* [Exercise description]:
Below are the records; copy out every line that holds the word "wooden".

* [Records provided]:
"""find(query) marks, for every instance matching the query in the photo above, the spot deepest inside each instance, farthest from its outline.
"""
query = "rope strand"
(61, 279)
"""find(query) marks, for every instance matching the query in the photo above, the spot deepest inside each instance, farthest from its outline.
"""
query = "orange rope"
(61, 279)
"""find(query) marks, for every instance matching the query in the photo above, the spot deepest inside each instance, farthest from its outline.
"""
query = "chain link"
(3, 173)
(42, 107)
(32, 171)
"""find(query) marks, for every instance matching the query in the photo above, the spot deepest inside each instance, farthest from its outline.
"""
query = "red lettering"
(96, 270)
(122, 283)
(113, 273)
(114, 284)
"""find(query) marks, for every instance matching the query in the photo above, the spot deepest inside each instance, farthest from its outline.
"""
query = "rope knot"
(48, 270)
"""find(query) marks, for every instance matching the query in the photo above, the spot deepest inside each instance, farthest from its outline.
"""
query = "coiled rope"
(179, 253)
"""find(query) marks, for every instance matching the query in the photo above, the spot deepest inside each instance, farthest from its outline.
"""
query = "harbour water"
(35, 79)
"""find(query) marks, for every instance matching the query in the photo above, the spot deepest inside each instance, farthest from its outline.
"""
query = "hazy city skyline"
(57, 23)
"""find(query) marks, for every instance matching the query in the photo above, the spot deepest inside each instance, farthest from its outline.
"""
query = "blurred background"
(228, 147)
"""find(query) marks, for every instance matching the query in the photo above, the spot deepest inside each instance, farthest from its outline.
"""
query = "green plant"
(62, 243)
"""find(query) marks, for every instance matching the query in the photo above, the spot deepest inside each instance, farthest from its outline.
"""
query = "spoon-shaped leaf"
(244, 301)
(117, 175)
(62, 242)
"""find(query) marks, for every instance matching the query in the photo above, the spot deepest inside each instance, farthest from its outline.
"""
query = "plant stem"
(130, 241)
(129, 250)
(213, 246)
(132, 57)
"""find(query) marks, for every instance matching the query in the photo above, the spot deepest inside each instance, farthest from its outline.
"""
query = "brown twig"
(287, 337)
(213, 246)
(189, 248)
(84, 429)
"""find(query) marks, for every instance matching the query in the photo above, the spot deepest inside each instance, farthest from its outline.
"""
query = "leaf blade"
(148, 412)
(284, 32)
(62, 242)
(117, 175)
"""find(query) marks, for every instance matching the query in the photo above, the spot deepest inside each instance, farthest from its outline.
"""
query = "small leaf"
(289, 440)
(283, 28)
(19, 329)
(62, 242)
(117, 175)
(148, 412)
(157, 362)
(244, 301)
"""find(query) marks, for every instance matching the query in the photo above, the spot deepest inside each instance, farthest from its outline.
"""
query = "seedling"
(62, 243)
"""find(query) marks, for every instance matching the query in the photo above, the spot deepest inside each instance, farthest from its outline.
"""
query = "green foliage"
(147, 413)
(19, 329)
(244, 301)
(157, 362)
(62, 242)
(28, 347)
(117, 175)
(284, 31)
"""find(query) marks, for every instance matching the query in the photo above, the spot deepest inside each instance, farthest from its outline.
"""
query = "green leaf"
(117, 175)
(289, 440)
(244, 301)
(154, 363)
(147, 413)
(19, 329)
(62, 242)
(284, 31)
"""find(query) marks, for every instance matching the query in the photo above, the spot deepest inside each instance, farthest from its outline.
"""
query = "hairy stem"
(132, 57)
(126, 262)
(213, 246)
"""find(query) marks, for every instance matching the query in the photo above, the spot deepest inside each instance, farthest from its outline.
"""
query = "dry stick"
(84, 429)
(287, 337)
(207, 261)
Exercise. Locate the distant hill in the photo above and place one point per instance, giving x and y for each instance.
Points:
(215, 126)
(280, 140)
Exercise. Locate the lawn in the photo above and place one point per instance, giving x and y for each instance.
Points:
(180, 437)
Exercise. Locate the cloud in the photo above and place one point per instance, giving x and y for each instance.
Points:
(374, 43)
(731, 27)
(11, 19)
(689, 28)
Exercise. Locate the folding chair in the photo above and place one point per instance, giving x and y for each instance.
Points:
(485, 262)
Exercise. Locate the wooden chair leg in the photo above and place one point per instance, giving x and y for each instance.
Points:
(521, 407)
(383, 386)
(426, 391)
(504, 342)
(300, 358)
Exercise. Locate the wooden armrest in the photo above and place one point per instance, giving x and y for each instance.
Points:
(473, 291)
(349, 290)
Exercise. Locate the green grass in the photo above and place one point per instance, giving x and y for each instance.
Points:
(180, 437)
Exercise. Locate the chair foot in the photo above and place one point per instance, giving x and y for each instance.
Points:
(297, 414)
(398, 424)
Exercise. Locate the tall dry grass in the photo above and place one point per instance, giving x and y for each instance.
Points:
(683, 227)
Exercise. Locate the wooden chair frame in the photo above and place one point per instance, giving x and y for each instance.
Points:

* [Expected answer]:
Exercise. Locate the wooden chair leg in the photo above and place one point per instance, giving x and y for each instance.
Exercise. Locate the wooden armrest in the photo above and place one point per instance, giving x and y for each instance.
Exercise. Locate the wooden chair frame in the photo above and place one point per instance, giving x and y for each instance.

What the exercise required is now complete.